Objective: Retype the data below word for word, beginning at the line containing "Where can you see the rocky" and continuing through the line containing "<point>108,209</point>", with both lines included.

>> START Data to process

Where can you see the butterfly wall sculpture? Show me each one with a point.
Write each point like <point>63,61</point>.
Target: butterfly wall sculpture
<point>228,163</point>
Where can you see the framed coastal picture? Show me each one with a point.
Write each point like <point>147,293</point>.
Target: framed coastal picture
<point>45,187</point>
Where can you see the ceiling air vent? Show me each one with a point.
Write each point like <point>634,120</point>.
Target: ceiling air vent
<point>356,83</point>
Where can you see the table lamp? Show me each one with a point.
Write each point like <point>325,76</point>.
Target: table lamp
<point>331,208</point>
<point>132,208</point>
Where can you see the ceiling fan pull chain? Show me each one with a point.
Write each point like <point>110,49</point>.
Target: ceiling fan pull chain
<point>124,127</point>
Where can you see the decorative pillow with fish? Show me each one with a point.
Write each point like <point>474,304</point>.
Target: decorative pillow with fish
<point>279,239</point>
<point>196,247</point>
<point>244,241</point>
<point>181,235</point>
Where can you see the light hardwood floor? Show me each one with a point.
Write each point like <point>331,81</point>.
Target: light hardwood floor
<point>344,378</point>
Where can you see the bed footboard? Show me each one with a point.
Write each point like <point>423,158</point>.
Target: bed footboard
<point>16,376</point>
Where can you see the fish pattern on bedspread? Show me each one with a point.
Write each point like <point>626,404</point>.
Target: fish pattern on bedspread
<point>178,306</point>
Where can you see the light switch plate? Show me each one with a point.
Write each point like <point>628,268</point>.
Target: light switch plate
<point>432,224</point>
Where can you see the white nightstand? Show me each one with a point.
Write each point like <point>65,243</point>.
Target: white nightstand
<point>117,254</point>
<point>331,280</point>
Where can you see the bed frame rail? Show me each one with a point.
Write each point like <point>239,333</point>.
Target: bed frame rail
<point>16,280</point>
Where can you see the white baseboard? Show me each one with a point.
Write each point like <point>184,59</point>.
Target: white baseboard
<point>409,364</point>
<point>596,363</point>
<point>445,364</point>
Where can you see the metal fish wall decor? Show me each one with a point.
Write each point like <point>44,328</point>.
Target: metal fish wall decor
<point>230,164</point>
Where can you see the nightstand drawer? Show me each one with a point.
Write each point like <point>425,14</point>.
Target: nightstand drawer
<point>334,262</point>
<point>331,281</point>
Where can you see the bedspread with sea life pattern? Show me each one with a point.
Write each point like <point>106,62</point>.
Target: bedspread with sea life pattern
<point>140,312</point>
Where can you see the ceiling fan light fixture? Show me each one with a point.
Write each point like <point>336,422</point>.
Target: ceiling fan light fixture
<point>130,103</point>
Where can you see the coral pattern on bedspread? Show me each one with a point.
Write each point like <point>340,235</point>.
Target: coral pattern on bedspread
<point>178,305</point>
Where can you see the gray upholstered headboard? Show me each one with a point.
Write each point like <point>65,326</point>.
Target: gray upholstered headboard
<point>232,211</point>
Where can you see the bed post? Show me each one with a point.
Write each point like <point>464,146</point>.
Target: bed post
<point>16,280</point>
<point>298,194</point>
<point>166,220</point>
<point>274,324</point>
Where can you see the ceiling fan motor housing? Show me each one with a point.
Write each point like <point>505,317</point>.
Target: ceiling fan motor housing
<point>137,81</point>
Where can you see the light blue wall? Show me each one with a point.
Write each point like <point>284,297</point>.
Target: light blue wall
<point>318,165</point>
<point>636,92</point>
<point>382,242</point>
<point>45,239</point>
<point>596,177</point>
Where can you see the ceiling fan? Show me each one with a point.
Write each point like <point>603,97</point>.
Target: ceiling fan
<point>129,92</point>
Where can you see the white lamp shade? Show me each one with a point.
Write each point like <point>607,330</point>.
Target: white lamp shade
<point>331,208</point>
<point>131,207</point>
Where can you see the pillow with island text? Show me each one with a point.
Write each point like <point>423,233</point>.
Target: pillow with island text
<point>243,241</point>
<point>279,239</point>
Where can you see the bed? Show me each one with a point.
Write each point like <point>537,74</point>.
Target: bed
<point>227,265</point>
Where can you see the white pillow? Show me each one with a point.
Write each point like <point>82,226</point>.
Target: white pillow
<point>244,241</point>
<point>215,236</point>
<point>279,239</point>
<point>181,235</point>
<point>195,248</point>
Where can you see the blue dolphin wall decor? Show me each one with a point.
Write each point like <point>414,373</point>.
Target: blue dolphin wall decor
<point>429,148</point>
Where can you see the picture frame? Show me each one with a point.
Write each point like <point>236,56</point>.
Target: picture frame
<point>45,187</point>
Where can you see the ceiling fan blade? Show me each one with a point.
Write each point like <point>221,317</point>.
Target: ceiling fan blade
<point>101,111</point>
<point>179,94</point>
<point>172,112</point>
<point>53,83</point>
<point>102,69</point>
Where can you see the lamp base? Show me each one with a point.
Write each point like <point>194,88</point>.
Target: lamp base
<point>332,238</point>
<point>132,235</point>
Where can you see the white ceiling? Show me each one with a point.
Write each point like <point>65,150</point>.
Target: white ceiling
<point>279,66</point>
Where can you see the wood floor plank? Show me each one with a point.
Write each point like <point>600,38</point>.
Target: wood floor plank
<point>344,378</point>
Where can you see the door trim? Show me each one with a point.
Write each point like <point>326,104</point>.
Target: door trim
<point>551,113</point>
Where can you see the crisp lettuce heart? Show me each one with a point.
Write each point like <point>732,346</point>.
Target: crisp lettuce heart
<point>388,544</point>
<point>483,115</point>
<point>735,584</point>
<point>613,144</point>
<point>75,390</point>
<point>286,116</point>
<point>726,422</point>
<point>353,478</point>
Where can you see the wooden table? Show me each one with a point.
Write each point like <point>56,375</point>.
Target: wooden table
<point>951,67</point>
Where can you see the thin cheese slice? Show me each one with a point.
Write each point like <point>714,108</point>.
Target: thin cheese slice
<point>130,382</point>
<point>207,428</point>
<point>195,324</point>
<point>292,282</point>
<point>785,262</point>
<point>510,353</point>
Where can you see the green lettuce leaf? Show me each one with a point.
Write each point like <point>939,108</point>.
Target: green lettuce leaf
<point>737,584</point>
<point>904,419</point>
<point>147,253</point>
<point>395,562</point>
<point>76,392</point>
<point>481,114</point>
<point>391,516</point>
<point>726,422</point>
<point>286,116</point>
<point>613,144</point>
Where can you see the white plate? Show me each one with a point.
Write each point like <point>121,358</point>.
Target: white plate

>> END Data to process
>> START Data to process

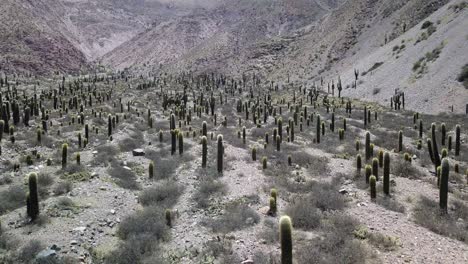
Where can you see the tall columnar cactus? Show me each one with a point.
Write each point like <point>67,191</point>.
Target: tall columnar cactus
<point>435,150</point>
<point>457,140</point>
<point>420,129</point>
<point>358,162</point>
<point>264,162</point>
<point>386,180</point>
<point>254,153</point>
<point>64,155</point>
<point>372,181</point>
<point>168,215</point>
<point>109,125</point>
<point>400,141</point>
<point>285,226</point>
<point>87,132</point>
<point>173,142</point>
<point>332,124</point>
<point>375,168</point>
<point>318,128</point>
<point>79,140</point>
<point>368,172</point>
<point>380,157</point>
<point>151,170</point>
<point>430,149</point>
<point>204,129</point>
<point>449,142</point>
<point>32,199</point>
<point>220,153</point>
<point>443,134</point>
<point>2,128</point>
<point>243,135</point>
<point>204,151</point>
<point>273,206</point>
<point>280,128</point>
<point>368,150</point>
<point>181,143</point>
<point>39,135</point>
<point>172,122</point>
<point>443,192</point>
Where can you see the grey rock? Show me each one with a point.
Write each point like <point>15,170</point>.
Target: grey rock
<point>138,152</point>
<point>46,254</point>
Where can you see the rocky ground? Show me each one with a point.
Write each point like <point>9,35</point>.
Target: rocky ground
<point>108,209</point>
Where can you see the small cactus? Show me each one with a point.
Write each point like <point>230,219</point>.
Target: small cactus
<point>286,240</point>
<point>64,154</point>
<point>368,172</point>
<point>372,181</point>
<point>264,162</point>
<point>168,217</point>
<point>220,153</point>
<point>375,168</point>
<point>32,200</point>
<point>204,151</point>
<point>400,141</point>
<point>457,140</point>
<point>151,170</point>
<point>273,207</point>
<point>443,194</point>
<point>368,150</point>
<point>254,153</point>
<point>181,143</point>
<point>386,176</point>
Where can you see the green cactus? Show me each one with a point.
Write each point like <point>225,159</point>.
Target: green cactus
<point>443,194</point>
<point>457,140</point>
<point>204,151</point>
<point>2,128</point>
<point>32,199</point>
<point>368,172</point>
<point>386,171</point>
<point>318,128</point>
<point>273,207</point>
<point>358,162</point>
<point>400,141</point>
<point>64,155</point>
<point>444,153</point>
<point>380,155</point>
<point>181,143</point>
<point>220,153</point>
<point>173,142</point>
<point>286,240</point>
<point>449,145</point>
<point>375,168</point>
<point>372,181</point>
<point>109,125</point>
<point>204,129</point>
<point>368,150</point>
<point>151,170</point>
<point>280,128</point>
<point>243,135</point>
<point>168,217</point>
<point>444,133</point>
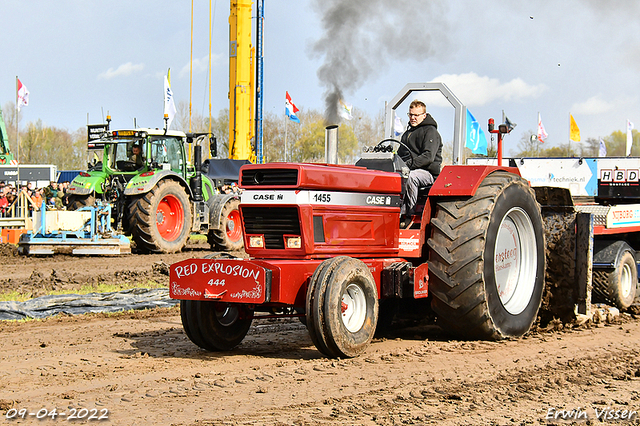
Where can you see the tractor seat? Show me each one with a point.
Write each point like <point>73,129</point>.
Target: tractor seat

>> END Data to process
>> START Data to process

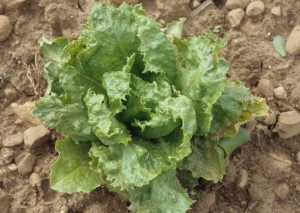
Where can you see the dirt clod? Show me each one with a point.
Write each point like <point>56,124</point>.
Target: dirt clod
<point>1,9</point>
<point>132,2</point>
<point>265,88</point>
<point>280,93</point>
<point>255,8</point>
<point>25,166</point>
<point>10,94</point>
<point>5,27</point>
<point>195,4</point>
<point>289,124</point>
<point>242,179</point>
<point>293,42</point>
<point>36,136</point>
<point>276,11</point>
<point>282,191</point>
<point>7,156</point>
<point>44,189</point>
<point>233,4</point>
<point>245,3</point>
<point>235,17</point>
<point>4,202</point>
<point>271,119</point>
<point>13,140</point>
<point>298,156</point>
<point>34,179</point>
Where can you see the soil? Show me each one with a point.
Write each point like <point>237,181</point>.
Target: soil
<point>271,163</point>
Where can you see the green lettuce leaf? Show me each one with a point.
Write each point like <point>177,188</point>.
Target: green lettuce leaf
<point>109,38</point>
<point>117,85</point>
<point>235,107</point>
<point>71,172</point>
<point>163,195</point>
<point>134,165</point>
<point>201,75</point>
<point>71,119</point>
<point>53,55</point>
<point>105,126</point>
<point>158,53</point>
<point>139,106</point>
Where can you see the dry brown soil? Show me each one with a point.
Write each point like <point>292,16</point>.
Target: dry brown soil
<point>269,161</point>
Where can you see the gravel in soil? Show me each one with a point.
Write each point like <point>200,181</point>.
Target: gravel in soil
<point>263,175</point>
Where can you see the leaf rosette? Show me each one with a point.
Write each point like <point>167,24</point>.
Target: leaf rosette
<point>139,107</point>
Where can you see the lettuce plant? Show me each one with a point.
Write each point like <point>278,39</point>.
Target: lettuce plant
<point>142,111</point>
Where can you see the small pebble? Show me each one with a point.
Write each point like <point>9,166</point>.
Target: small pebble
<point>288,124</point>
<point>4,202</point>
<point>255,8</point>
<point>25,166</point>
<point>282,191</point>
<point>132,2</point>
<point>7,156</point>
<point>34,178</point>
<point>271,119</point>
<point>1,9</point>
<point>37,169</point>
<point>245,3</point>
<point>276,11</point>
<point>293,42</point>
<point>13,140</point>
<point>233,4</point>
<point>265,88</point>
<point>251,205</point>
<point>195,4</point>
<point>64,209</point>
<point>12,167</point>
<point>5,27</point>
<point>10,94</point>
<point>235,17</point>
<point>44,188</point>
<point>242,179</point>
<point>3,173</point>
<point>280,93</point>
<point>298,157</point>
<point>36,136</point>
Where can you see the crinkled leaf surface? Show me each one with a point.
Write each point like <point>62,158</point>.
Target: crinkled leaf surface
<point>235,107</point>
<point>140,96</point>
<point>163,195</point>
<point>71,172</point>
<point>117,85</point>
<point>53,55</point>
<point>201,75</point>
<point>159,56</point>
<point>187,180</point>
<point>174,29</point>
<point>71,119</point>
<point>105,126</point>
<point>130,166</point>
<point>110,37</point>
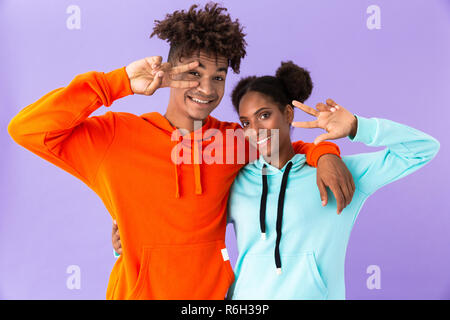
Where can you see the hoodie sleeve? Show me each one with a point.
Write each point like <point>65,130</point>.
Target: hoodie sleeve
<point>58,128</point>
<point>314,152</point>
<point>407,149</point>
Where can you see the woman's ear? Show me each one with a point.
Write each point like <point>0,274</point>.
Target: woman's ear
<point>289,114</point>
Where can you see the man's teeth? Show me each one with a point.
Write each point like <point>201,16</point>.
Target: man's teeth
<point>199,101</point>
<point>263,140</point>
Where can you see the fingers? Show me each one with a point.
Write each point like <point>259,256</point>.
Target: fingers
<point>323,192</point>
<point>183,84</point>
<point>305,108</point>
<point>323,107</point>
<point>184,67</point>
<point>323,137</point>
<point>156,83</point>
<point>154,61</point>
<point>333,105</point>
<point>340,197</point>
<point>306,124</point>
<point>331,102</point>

>> END Data to process

Answer for the task:
Where can you see the rocky ground? Show me each one with a point.
Write each point like <point>9,35</point>.
Target: rocky ground
<point>108,209</point>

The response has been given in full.